What is expected: Write down every entry below once more, exactly.
#### Provided records
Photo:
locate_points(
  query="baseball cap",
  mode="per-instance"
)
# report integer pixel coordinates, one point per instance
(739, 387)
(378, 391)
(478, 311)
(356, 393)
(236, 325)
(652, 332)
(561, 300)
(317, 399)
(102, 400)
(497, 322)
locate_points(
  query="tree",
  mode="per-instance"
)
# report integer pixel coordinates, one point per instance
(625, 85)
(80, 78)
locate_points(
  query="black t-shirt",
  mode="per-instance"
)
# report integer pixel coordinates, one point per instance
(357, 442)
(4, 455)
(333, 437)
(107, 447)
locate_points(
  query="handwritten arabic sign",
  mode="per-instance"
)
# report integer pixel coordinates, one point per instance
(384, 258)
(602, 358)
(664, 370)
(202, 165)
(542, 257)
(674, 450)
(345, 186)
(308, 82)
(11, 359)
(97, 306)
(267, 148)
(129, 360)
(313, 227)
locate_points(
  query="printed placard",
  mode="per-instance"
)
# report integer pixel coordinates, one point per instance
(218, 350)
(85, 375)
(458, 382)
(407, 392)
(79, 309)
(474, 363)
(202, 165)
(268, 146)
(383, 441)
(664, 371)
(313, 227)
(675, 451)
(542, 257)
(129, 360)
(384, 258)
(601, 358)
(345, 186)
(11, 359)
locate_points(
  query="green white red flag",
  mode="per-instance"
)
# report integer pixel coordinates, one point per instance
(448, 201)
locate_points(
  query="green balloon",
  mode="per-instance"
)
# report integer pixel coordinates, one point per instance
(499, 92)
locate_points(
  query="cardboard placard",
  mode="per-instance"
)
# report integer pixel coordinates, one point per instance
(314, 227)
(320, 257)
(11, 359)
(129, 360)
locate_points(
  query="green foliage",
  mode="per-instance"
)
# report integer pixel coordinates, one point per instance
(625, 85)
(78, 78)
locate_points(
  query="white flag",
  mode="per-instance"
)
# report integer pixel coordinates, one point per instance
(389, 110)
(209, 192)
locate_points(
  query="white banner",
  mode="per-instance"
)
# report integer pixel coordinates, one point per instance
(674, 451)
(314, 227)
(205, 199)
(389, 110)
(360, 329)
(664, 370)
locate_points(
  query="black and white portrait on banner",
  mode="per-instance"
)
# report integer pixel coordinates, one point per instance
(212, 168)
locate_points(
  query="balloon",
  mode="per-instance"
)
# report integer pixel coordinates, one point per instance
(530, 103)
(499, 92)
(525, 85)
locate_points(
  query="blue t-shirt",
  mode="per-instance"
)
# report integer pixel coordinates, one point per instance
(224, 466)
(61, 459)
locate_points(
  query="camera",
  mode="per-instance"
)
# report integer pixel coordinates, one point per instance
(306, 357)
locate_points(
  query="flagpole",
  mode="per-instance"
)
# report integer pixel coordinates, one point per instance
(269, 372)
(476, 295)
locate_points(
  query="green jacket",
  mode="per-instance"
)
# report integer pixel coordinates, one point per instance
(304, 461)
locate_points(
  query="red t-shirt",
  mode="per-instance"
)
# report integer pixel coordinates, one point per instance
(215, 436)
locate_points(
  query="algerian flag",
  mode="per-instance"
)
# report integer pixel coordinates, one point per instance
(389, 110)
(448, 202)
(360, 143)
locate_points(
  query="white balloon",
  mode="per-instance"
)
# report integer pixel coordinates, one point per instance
########
The completed task:
Photo:
locate_points(
  query="baseball cap",
  mode="per-instance"
)
# report integer pixel coordinates, one point per instance
(739, 387)
(378, 391)
(478, 311)
(356, 393)
(236, 325)
(652, 332)
(561, 300)
(317, 399)
(102, 400)
(497, 322)
locate_points(
  query="tree",
  mode="per-instance"
)
# report integer pixel coordinates, one point per instance
(625, 85)
(80, 78)
locate_points(
  query="black t-shirt",
  mode="per-instance"
)
# report integer pixel coordinates, one point per instance
(357, 442)
(4, 455)
(333, 437)
(107, 447)
locate_points(
  query="handwritten arabic sign",
  mode="per-instance"
)
# report integer pixel coordinates, one point per instance
(384, 258)
(602, 358)
(664, 370)
(202, 165)
(542, 257)
(674, 450)
(345, 186)
(308, 82)
(11, 359)
(97, 306)
(267, 148)
(129, 360)
(313, 227)
locate_points(
  query="printed placard",
  mode="per-instance"
)
# report integer pixel coordinates, one point per instance
(218, 350)
(85, 375)
(458, 382)
(407, 392)
(79, 309)
(474, 363)
(202, 165)
(268, 146)
(383, 441)
(664, 371)
(313, 227)
(675, 451)
(542, 257)
(129, 360)
(384, 258)
(601, 358)
(345, 186)
(11, 359)
locate_points(
  query="green white red flag",
  mode="per-instance"
)
# report integer pixel coordinates, one point per instance
(448, 201)
locate_points(
  query="green balloon",
  mode="per-instance"
)
# report integer pixel coordinates, one point per instance
(499, 92)
locate_points(
  query="cardboard placard",
  mode="per-instance"
)
# report integer pixel coordinates, one point per instance
(314, 227)
(320, 257)
(11, 359)
(129, 360)
locate_points(
  query="green foliage",
  mode="per-instance"
)
# report integer pixel coordinates, one point per instance
(625, 85)
(78, 78)
locate_points(
  query="white flag",
  mode="per-instance"
)
# report integer pixel coordinates, one point per instance
(389, 110)
(209, 192)
locate_points(
  query="white banner",
  mode="per-instance"
)
# report integer pixel coordinates, one point per instance
(674, 451)
(314, 227)
(205, 199)
(389, 110)
(360, 329)
(664, 370)
locate_points(
  query="black and white portrait on banner",
  mode="per-instance"
)
# report integer pixel coordinates, one point per instance
(212, 168)
locate_points(
  query="balloon",
  mode="per-instance"
)
# report integer pixel coordinates, one point per instance
(530, 103)
(499, 92)
(525, 85)
locate_points(
  query="blue t-shirt",
  mode="per-instance"
)
# report integer pixel coordinates, one point per instance
(224, 466)
(61, 459)
locate_points(
  query="camera",
  mode="per-instance"
)
# report integer pixel coordinates, one point per instance
(306, 357)
locate_points(
  query="flagpole",
  mode="per-instance"
)
# report integer pixel coordinates, one point per instance
(269, 372)
(476, 295)
locate_points(
  query="green jacket",
  mode="per-instance"
)
# report integer pixel coordinates, one point per instance
(304, 461)
locate_points(
  query="red t-shirt",
  mode="per-instance"
)
# report integer pixel coordinates, one point per instance
(215, 436)
locate_points(
  query="algerian flag",
  mode="per-instance"
)
# report integer pixel coordinates, one point per instance
(389, 110)
(448, 202)
(360, 143)
locate_points(
  query="white balloon",
  mode="per-instance"
)
# report integer pixel coordinates, one point per instance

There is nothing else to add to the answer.